◆ **Problem requirements**:
Please rewrite the lines of every item below as a numbered list, leaving out blank lines.

Boundary annotation records:
[start]
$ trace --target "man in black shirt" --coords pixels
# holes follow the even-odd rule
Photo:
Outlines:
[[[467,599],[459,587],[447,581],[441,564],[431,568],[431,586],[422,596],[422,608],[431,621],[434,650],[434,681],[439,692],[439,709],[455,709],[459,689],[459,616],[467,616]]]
[end]
◆ **Expected answer**:
1. $ trace --target "man in black shirt" --coords pixels
2. # holes follow the even-odd rule
3. Photo:
4. Outlines:
5. [[[467,599],[459,587],[447,581],[441,564],[431,568],[431,586],[422,596],[422,608],[431,621],[434,650],[434,681],[439,692],[439,709],[455,709],[459,689],[459,616],[467,616]]]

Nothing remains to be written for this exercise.